Data items:
───
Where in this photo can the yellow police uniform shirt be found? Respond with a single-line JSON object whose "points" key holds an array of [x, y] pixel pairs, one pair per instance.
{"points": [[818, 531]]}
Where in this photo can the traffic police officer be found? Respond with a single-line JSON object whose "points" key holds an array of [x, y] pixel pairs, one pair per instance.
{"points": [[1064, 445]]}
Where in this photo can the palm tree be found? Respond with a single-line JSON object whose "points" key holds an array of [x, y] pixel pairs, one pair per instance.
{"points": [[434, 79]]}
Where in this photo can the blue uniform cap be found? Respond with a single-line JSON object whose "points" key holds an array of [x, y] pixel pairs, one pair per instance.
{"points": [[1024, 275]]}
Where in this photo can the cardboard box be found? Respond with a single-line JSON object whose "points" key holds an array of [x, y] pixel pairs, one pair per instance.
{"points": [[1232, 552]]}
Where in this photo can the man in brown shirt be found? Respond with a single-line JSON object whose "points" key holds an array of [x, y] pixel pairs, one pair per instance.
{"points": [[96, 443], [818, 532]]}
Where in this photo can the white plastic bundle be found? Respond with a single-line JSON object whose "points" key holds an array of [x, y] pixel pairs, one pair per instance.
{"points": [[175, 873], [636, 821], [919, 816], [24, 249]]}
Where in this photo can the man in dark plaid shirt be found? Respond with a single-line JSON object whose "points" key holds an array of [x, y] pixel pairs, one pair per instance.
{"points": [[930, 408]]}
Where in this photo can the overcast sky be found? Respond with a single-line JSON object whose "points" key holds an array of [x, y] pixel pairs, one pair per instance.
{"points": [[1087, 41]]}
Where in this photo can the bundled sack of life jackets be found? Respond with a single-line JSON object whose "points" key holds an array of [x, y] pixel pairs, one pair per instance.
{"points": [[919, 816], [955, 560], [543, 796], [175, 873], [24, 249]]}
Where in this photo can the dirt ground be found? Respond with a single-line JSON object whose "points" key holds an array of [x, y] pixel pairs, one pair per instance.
───
# Try it
Give back all the data exactly as written.

# Answer space
Where in this photo can the yellow police uniform shirt be found? Respond with a single-line JSON object whose "points" key holds an array of [x, y] pixel pairs, one pair per instance.
{"points": [[818, 531]]}
Where in this photo can the traffic police officer be found? Respond with a single-line JSON object whose "points" key holds an array of [x, y] pixel pairs, one pair per instance.
{"points": [[1064, 445]]}
Where in this photo can the palm tree be found? Respond with a single-line JSON object whose "points" key holds an array of [x, y] pixel pairs, one pair per instance.
{"points": [[434, 79]]}
Where in this photo can the blue uniform cap be found? Respond with a single-line JSON object whose "points" key holds an array of [x, y] pixel pairs, one pair per instance.
{"points": [[1024, 275]]}
Where in this photo can the cardboard box be found? Respond with a single-line JSON object whose "points" key holds an array of [x, y] pixel pairs, one pair per instance.
{"points": [[1232, 552]]}
Where in this photo can the man in brown shirt be found? Respond with a single-line JSON object whose "points" key holds an array of [x, y] pixel pairs, one pair per instance.
{"points": [[96, 443], [818, 532]]}
Where in this photo can the white plastic bundle be found? Respond with a single-line JSON object whose "points" key holds an array of [x, y] pixel pairs, one pair per instance.
{"points": [[175, 873], [636, 821], [919, 816], [24, 249]]}
Where in this photo can the man in dark plaid shirt be found? Respond with a single-line JSON object whose "points" key holds an array of [x, y] pixel pairs, one pair per instance.
{"points": [[930, 408]]}
Where in this photo can the overcast sky be found? Respond with a single-line JSON object whose "points" key holds an array of [x, y] pixel pairs, one pair per instance.
{"points": [[1087, 41]]}
Where in this photo can the bundled sack of life jackets be found? Respond with a single-line JSON object whose "points" key holds an array of [x, y] pixel pairs, one pair per instance.
{"points": [[919, 816], [955, 560], [543, 796], [175, 873], [24, 249]]}
Where in this photo can the dirt ground be found? Respond with a single-line JSON object whose "points" key holds an array of [x, y] pixel pairs, one pair per instance.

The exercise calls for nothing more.